ICD detection, treatment of arrhythmias not impacted by MRI
Evidence is accumulating that MRIs do not induce clinically significant functional changes in non-MRI-conditional implantable cardioverter-defibrillators (ICDs), according to the authors of a recent study that followed the devices' performance for about two years after an MRI.
Non-MRI-conditional implantable cardioverter-defibrillators (ICDs) still appropriately treated tachyarrhythmias after MRI, a study found.
To evaluate whether non-MRI-conditional ICDs have preserved shock function of arrhythmias after MRI, researchers conducted a prospective cohort study at one location among 629 patients from February 2003 and January 2015. ICD interrogations were collected at baseline and immediately after 1.5-Tesla MRI scans. Clinical outcomes included arrhythmia detection and treatment, generator or lead exchanges, adverse events, and death. Results were published Jan. 31 by Annals of Internal Medicine.
All patients in the study had non-MRI-conditional ICDs. Median follow-up was 2.2 years from MRI to latest available ICD interrogation before generator or lead exchange in 536 of the 629 patients (85%). Of the 93 remaining patients, telephone follow-up and death certificates showed 45 had died, 18 were alive without device-related problems, and 30 were lost to follow-up. Overall, there were 4,177 arrhythmia episodes, and 97 patients received ICD shocks. Sixty-one patients (10%) had 130 spontaneous ventricular tachycardia or fibrillation events terminated by ICD shocks. A total of 210 patients (33%) had died (median, 1.7 years from MRI to death); three had cardiac arrhythmia deaths where shocks were indicated without direct evidence of device dysfunction.
The study authors found no direct evidence of ICDs failing to deliver therapy. They noted that there is a substantial patient population with non-MRI-conditional ICDs and that they are less able to access clinically indicated MRIs, likely because of perceived risks. The authors suggest that their study provides additional safety data for this patient population under a standardized imaging protocol of 1.5-Tesla MRI scans.

※ ※ ※

* _Work instructions_:
Print the part of the ICD and MRI study text between "To evaluate whether" and "of Internal Medicine.", inclusive, exactly as it appears.

※ ※ ※

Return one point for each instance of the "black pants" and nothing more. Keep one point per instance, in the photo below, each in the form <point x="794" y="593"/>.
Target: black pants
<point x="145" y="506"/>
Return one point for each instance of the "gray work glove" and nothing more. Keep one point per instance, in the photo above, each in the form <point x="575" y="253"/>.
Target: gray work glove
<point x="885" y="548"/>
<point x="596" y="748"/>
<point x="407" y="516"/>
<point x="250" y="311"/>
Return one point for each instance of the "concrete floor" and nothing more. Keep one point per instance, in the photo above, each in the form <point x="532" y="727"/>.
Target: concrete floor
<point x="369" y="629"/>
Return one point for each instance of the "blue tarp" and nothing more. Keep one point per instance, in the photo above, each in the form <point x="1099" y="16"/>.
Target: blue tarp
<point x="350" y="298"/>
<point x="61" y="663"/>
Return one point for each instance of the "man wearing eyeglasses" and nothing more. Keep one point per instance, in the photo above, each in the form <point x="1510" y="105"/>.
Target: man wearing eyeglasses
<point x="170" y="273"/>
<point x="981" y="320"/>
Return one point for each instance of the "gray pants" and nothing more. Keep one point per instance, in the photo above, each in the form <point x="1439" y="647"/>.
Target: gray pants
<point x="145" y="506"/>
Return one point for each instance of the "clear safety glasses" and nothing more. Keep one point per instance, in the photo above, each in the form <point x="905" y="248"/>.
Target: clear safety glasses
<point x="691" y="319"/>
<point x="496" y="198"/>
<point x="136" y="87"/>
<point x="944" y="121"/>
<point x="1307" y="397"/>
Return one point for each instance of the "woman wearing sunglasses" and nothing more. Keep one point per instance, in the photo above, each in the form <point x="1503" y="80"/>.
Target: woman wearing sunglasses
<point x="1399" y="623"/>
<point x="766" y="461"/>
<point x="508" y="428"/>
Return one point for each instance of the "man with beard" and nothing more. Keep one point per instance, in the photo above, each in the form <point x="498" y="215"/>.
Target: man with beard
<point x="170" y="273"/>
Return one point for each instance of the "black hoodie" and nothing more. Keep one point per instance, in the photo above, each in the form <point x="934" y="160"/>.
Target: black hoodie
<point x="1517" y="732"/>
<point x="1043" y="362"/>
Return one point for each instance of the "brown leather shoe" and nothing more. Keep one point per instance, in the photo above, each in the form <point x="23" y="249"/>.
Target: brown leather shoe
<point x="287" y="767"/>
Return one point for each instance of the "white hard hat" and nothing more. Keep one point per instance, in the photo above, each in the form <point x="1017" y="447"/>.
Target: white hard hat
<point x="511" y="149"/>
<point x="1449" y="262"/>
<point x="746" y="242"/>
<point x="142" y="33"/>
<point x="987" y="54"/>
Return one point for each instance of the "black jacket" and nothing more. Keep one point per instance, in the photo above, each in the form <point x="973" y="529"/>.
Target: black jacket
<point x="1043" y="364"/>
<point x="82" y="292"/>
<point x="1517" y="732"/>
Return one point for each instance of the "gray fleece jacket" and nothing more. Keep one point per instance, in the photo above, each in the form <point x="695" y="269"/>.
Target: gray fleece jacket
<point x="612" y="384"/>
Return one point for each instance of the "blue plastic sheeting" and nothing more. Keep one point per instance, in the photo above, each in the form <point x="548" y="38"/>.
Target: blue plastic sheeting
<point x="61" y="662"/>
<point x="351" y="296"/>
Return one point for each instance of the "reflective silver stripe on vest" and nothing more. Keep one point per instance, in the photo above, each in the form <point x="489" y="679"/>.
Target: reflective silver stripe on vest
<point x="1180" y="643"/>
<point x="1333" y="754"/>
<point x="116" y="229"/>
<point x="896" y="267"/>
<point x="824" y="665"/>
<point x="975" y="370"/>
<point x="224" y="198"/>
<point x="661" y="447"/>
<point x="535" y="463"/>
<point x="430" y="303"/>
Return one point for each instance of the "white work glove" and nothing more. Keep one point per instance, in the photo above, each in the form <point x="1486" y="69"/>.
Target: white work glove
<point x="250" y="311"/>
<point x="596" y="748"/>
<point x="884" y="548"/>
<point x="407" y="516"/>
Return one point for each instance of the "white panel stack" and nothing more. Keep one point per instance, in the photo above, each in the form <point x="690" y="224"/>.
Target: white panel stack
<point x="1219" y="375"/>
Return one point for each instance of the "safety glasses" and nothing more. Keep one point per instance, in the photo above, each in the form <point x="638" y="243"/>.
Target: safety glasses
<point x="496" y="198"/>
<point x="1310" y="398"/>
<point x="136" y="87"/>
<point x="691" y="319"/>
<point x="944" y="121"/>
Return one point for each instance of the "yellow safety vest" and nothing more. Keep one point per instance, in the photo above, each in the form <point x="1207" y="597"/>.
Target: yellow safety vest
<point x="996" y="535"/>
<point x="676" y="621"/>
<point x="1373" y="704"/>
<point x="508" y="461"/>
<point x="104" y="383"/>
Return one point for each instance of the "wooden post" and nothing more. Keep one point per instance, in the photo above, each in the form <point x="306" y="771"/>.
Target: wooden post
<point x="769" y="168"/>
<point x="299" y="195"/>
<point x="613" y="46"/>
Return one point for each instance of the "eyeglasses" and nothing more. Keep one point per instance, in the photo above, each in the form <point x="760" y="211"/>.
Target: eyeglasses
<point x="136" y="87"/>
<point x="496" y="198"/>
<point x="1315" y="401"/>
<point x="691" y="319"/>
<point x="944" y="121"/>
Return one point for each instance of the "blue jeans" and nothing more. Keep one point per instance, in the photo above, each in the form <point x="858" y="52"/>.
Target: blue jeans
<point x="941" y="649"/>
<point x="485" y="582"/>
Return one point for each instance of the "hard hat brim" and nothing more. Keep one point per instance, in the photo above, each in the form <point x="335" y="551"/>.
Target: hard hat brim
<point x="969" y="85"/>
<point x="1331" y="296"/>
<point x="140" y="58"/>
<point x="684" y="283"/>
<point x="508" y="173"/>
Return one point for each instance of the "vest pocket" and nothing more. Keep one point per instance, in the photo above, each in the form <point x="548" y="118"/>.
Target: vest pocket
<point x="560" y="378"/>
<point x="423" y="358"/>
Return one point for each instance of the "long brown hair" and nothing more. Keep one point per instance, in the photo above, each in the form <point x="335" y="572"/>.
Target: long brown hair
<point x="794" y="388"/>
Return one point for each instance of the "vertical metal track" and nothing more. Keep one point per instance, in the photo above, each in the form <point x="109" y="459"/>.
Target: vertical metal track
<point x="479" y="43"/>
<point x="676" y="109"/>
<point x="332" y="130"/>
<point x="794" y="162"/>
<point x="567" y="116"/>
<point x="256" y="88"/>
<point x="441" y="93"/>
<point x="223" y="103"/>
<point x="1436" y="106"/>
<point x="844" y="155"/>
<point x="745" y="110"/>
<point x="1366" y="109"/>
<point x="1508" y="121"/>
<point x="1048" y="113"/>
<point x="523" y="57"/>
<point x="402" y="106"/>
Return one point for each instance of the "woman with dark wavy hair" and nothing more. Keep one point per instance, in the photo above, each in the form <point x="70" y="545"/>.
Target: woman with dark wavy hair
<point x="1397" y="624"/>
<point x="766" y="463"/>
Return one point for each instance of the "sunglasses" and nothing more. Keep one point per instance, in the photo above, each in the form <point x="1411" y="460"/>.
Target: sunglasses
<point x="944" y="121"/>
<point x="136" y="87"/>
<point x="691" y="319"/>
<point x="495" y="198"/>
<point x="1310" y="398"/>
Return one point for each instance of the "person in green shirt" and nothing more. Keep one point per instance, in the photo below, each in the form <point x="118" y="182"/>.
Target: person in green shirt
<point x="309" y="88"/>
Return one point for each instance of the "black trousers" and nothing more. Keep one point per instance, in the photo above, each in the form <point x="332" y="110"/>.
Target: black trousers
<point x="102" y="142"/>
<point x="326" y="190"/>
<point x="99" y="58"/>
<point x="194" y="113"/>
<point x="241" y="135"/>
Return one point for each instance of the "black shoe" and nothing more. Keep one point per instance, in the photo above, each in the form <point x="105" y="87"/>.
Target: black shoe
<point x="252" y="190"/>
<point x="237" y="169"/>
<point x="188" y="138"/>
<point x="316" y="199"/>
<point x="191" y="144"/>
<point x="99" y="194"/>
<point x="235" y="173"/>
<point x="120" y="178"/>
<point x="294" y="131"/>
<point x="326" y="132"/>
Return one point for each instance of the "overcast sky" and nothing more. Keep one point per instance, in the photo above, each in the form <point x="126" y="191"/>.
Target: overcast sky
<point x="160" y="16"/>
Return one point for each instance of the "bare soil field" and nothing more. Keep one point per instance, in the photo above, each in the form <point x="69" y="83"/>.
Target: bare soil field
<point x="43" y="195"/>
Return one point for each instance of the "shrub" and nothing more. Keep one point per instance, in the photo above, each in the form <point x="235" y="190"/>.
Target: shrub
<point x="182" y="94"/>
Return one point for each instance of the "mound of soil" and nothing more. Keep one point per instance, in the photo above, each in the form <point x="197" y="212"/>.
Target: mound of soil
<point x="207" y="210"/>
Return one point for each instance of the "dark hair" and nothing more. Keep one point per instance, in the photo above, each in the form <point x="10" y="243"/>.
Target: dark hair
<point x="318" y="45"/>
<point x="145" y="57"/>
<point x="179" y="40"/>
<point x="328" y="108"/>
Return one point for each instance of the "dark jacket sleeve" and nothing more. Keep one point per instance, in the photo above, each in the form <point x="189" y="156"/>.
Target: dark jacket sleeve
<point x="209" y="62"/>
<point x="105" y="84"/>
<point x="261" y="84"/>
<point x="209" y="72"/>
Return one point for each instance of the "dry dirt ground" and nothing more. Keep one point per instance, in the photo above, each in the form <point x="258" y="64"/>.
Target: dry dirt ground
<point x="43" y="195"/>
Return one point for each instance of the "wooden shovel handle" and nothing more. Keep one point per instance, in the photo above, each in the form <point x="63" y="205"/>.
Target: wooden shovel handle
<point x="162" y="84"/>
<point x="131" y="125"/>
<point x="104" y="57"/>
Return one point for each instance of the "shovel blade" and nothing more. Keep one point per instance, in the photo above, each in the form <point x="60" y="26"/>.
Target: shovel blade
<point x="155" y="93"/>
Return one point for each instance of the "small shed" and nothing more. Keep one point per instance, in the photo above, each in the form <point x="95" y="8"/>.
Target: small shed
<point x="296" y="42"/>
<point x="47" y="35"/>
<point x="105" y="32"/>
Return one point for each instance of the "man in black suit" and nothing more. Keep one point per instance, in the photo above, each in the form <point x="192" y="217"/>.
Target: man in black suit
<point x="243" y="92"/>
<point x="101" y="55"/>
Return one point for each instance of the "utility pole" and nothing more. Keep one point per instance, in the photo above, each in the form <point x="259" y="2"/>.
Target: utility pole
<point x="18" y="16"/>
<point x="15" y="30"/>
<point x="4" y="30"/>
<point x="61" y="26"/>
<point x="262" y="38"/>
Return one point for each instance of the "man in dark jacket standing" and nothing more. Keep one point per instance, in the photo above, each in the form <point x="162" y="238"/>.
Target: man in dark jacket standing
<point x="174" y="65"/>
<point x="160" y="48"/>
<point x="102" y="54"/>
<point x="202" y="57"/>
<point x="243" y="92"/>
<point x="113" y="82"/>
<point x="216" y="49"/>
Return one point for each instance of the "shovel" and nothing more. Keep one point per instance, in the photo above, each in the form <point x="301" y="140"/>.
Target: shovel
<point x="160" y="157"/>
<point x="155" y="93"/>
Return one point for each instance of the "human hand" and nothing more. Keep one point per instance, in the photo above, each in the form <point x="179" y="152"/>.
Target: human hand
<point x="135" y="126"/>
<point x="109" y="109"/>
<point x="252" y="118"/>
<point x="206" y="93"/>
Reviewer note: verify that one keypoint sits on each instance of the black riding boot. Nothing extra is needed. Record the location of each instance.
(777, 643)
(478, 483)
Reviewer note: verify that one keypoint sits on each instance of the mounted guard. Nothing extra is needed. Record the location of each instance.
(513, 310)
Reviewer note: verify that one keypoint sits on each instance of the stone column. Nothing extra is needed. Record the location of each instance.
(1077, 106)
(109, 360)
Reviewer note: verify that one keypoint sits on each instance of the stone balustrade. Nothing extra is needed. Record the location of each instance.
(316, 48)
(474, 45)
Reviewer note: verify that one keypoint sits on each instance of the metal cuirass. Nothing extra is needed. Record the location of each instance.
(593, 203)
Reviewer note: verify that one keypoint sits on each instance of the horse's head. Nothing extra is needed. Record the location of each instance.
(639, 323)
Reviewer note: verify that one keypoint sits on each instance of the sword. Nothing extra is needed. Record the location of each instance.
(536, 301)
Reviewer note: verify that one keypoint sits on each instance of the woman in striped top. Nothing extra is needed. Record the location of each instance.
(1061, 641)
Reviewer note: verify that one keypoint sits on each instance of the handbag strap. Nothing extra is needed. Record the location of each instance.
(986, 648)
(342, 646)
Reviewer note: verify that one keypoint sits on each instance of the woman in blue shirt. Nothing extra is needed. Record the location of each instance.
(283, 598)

※ ※ ※

* _Answer area_:
To evaluate whether non-MRI-conditional ICDs have preserved shock function of arrhythmias after MRI, researchers conducted a prospective cohort study at one location among 629 patients from February 2003 and January 2015. ICD interrogations were collected at baseline and immediately after 1.5-Tesla MRI scans. Clinical outcomes included arrhythmia detection and treatment, generator or lead exchanges, adverse events, and death. Results were published Jan. 31 by Annals of Internal Medicine.